**SHORT EXERCISE**
Copy the listing below, swapping every "Locate" for "Find" and leaving everything else untouched.

**DATASET ENTRIES**

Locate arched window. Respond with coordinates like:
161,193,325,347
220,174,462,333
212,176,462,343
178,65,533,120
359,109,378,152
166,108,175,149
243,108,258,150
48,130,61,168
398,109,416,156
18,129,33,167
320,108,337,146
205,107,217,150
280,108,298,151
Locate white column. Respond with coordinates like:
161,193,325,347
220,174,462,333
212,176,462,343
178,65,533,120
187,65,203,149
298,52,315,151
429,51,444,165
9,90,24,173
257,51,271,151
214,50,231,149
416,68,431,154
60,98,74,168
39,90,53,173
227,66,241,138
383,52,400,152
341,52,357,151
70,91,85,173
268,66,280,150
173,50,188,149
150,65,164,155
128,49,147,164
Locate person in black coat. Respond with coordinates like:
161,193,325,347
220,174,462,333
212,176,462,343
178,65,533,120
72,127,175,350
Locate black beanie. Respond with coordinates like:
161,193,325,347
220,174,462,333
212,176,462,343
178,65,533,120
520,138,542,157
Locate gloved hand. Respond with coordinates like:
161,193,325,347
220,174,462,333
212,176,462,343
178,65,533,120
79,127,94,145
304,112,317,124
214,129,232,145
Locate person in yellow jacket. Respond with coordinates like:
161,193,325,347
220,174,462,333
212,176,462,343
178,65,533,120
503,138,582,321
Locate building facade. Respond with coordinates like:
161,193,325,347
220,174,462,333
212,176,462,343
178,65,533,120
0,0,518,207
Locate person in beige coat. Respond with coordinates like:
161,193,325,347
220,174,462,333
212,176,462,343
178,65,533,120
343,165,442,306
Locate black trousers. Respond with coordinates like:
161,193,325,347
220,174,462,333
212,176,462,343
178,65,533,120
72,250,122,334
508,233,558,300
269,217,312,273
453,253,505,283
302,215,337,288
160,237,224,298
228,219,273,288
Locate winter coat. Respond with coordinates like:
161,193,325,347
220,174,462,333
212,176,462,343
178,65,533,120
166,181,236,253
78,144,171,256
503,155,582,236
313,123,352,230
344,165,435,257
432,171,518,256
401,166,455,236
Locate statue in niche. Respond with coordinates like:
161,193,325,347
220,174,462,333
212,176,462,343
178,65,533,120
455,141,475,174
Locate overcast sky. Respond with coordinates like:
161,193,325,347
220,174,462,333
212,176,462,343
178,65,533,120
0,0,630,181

**REPLY**
Find arched window. Respond with coordinates like:
161,193,325,347
220,174,462,333
212,176,462,343
178,65,533,120
359,109,378,152
166,108,175,149
243,108,258,150
48,130,61,168
398,109,416,156
18,129,33,167
320,108,337,146
205,107,217,150
280,108,298,151
Find white column. Respond with coordinates like:
161,193,325,347
220,174,462,333
212,176,462,343
178,65,533,120
187,65,203,149
298,52,315,151
429,51,444,165
9,90,24,173
257,51,271,151
214,50,231,149
416,68,431,154
60,98,74,168
39,90,53,173
227,66,241,138
383,52,400,152
341,52,357,151
70,91,85,173
268,66,280,150
173,50,188,149
150,65,164,155
128,49,147,164
Find person in black coat. Respond with coordinates like:
161,193,325,347
220,174,462,333
212,176,462,343
178,65,533,120
72,127,175,350
Find black beanie. Respond with coordinates like:
161,193,325,347
220,174,462,333
212,176,462,343
178,65,533,120
520,138,542,157
Find gloved hand. Respond with coordinates like:
161,193,325,347
220,174,462,333
212,176,462,343
178,65,533,120
79,127,94,145
304,112,317,124
214,129,232,145
Find person in yellow jacket. Respond with coordinates like:
161,193,325,347
220,174,462,333
212,176,462,343
178,65,533,120
503,138,582,321
Find building facade. Respond with coordinates like:
161,193,325,347
220,174,462,333
212,176,462,343
178,65,533,120
0,0,518,207
Find person in beige coat. Respond with coordinates like:
161,193,325,347
220,174,462,333
212,176,462,343
178,65,533,120
343,165,442,306
Find black trousers. Respond with coordinates like:
161,193,325,347
220,174,462,333
212,176,462,343
178,65,533,120
72,250,122,334
508,233,558,300
269,217,312,273
453,253,505,283
302,215,337,288
160,237,224,298
228,219,273,288
Find winter coat. Respond with coordinates like:
161,193,325,347
220,174,462,333
212,176,462,343
178,65,533,120
166,181,236,253
78,144,171,256
503,155,582,236
313,123,352,230
344,165,435,257
432,171,518,256
401,166,455,236
Find statue in niche. Respond with coordinates like:
161,193,325,347
220,174,462,333
212,176,462,343
178,65,533,120
455,141,475,174
Find overcast sky. Respond with coordinates like:
161,193,325,347
220,174,462,333
212,176,462,343
178,65,533,120
0,0,630,181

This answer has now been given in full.